_Instructions for the task_
Reproduce word for word the part of the passage on concrete stains that begins at the words "Either of these" and stops after "a clear coat.".

_Quoted passage_
···

In terms of concrete stains, they permanently change the color of the concrete. That is all they do. They also look dull and lifeless (some say ugly even) until a clear film forming coating is applied. The coating wets out the stain to create the vibrant and glossy look that stains are known for. Penetrating sealers (non-film forming) are not used on stains. They cannot protect the stain and the stain color looks dull and lifeless after the sealer has dried. For your requirements, you would need a couple coats of a high performance polyurea or polyaspartic clear coat to seal and protect the stain. The proper clear coat system will stand up very well to the use you describe. The nice thing about clear coats for stains or colored coatings is that they can always be sanded and recoated years later to make the floor look new again.
Either of these two types of systems would require good concrete prep consisting of acid etching or grinding. The only exception would be if you applied an acid stain. The stain will generally etch the concrete enough for application of a clear coat.

···

_Supplied data_
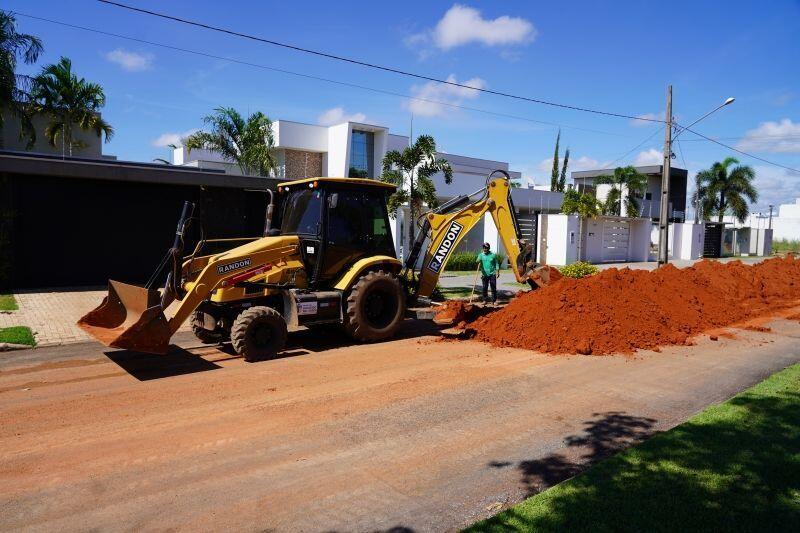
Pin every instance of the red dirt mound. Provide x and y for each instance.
(624, 310)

···

_The response_
Either of these two types of systems would require good concrete prep consisting of acid etching or grinding. The only exception would be if you applied an acid stain. The stain will generally etch the concrete enough for application of a clear coat.